Instruções da tarefa:
1) Segundo o texto sobre a desigualdade no Brasil, por que o discurso de Axel Honneth tem mérito? Responda em uma a três frases.
2) Prossiga o texto sobre a desigualdade no Brasil a partir da última frase apresentada.

O Brasil é dos países mais desiguais do mundo. Estou cansado do diagnóstico estatístico, das análises acadêmicas e dos discursos demagógicos. Grande parcela das camadas dirigentes da sociedade não parece interessada em resolver o problema, ou seja, em trocar o egoísmo e o preconceito contra os pobres( e sua mamata), pela prosperidade nacional, pela paz, em casa e nas ruas. Não conseguimos, até hoje reconhecer a dignidade de todos os brasileiros, e promover a integração social dos marginalizados (embora, no ponto de vista do IBGE, tenhamos avançado um pouco, nos últimos decênios).
Os atuais "CAPs" da Universidade de Frankfurt propõem outra motivação para a revolução: o reconhecimento social. Enfim, trata-se da aceitação do direito de todos participarem da sociedade econômica e cultural de nosso tempo. O discurso de Axel Honneth, atual dirigente do grupo, tem o mérito de se concentrar sobre o maior problema ético da sociedade contemporânea, o do reconhecimento de qualquer ser humano como cidadão.
A tese não é nova, mas atualíssima. São Tomás de Aquino foi radical, ao afirmar que, sem o mínimo de bens materiais, os homens estão dispensados do exercício da virtude. Quem já passou fome sabe que o mais terrível dessa situação é o sentimento de raiva, de impotência, da indignidade de não conseguir prover com seus braços o alimento do próprio corpo. Quem não come, não faz parte da comunidade da vida. E ainda “há outras fomes, e outros alimentos”, como dizia Drummond.

Material fornecido:
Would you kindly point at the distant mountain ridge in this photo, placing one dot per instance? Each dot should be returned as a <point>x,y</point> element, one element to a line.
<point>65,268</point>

Respostas dadas:
1) Porque se concentra sobre o maior problema ético da sociedade contemporânea: o reconhecimento de qualquer ser humano como cidadão.

2)
É o que ocorre com grande parte da população brasileira, sobretudo no Rio, em São Paulo, no Recife, em Salvador, enfim em todas as grandes metrópoles. Mesmo que comam, não se sentem integrados na sociedade nacional, falta-lhes “outro alimento”. Os ricos e os integrantes da alta classe média, que os humilham, a bordo de seus automóveis e mansões, são vistos como estrangeiros, senhores de um território ocupado, território no qual as autoridades atuam como forças de repressão, e não sabem atuar de outra forma, apesar da famigerada canonização de Cabral (não o Pedro) pelas UPPs, apesar de existir meios muito mais eficazes de resolver o problema agindo de forma conjunta com a presença do estado na comunidade, e você sabe muito bem que meios são esses.
Talvez seja necessário que esperemos a chegada de um dia no qual nossos lideres ponham a mão na consciência (isso se eles tiverem alguma) e parem de usurpar o dinheiro que não lhes convém, parando de desviar a verba da saúde, da educação, do "tódinho" da creche ou que ratifiquem um salário no mínimo digno ao policial (Michele feelings), ou talvez seja menos impossível se assumirmos nossa parcela de culpa e desenvolvermos a responsabilidade para ensinar à essa geração politicamente obsoleta que o jovem pode e deve fazer política, não que ele tenha que necessariamente se candidatar ou ser partidário, mas que pense antes de votar, que aprenda a conhecer seus candidatos, a analisar, requerer, protestar e, se preciso, derrubar.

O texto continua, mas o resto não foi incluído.